EXERCISE AIM: Reproduce every line of the items below verbatim, preserving their original order and spacing.

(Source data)
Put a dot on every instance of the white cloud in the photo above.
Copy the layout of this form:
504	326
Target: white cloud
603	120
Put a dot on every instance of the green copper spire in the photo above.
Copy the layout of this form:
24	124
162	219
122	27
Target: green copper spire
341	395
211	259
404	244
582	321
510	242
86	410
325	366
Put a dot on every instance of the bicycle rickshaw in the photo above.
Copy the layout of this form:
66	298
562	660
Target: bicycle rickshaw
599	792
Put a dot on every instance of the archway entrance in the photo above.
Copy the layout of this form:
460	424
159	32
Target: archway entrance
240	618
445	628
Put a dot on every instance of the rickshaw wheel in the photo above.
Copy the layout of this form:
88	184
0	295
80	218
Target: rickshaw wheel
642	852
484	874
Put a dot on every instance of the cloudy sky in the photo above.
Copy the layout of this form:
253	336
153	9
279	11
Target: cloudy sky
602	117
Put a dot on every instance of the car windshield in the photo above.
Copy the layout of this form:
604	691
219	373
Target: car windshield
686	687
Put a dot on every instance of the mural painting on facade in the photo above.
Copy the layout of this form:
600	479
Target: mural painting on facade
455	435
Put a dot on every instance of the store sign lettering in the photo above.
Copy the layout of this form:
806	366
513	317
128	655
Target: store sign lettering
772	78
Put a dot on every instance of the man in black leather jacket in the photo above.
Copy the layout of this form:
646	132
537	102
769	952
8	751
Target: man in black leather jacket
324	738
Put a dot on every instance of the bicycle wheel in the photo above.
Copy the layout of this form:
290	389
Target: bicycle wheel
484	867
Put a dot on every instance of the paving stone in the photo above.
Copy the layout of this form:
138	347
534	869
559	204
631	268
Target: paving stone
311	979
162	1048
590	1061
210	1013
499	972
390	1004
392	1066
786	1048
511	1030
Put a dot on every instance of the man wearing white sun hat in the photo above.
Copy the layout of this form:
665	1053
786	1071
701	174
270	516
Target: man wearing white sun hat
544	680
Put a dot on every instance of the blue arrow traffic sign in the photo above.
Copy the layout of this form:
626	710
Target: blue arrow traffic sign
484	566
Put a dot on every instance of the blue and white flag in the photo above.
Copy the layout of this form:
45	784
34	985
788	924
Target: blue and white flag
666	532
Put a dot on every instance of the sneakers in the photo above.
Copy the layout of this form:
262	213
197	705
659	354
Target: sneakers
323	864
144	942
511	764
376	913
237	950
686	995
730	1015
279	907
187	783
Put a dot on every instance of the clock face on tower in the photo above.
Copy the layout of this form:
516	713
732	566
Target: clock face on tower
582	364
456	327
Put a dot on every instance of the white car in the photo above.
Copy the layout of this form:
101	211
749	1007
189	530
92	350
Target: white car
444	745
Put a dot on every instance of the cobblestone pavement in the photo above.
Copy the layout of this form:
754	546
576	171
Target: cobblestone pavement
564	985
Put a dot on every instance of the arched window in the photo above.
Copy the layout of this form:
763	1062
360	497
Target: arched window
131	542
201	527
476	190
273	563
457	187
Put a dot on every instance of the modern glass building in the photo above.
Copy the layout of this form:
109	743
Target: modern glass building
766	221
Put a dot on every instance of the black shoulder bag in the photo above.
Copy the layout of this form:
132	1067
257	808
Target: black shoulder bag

RESPONSE TO THIS EXERCISE:
Put a dot on every instance of the white cloud in the photo above.
Copy the layout of this form:
504	326
Target: white cloud
603	120
Put a dot on every instance of the green copper spire in the photo above.
Copy the layout of this form:
24	124
162	219
122	27
Target: green copper spire
341	395
211	259
404	244
582	321
510	242
86	410
325	366
Put a dot on every instance of the bicycle rickshaw in the photo above.
Copy the layout of this form:
66	298
562	660
Target: bicycle rickshaw
599	792
Put a dot on every instance of the archway entrance in the photo above.
Copy the layout of this form:
460	424
159	32
Target: archway entrance
240	618
445	628
Put a dot on every instance of the rickshaw wheel in the photo above.
Copy the layout of this form:
88	184
0	295
80	218
Target: rickshaw wheel
642	852
484	874
Put a dot on every instance of the cloudy sky in the photo above.
Copy the layout of this form:
253	336
153	9
279	11
Target: cloudy sky
602	117
Put a dot on every instance of the car windshield in the photo above.
Copy the layout of this form:
604	691
219	373
Target: car windshield
686	687
Put a dot on every instance of the mural painting on facade in the photo above.
Copy the layout of this form:
600	479
Target: mural painting on facade
455	435
Put a dot on every instance of the store sign lettering in the photo above.
Copy the layout of this form:
806	366
513	317
128	655
Target: store sign lettering
772	78
Put a dot on every instance of the man in black leather jacket in the photo above.
Copy the layout of this form:
646	132
537	102
769	952
8	751
Target: man in black leather jacket
324	738
Put a dot on every instance of the bicycle wheel in the photo above.
Copy the layout of this form:
290	389
Target: bicycle wheel
484	867
Put a dot on every instance of the paving stone in the photo above.
Copy the layout of this form:
138	347
534	869
559	204
631	268
Target: paving stone
311	979
162	1048
590	1061
210	1013
499	972
390	1004
392	1066
786	1048
511	1030
Put a dot on every instance of the man wearing white sun hat in the photo above.
Copy the layout of this form:
665	1053
786	1071
701	174
270	516
Target: man wearing white sun hat
544	680
Put a dot on every instance of the blue arrow traffic sign in the photo above.
Copy the layout of this form:
626	710
Target: blue arrow traffic sign
484	566
Put a dot on every instance of the blue and white flag in the photo above.
Copy the layout of this form:
45	784
34	985
788	924
Target: blue and white flag
666	532
Put a dot on every instance of the sneakers in the photo above.
Copy the layout of this form:
262	213
197	705
659	354
Target: sneakers
323	864
144	942
511	764
376	913
237	950
686	995
730	1015
279	907
187	783
Put a dot on every instance of the clock face on tower in the photo above.
Copy the layout of this form:
516	713
732	566
Target: clock face on tower
582	364
456	327
Put a dot on every instance of the white car in the photo above.
Copy the layout of this form:
101	211
749	1007
189	530
92	350
Target: white car
444	745
Put a dot on every instance of the cobblestone pavement in the photo above.
Copy the layout of this form:
754	546
576	171
Target: cobblestone pavement
564	985
Put a dot on every instance of the arched window in the photo above.
Copy the layout of this form:
763	1062
360	497
Target: arched window
131	542
201	527
476	190
273	563
457	187
Put a dot on every instance of the modern glass building in the photo above.
Copy the layout of this form:
109	743
Target: modern glass building
766	221
Put a dot on every instance of the black shoulder bag in the photo above.
Copy the layout of this form:
132	1067
257	808
Target: black shoulder bag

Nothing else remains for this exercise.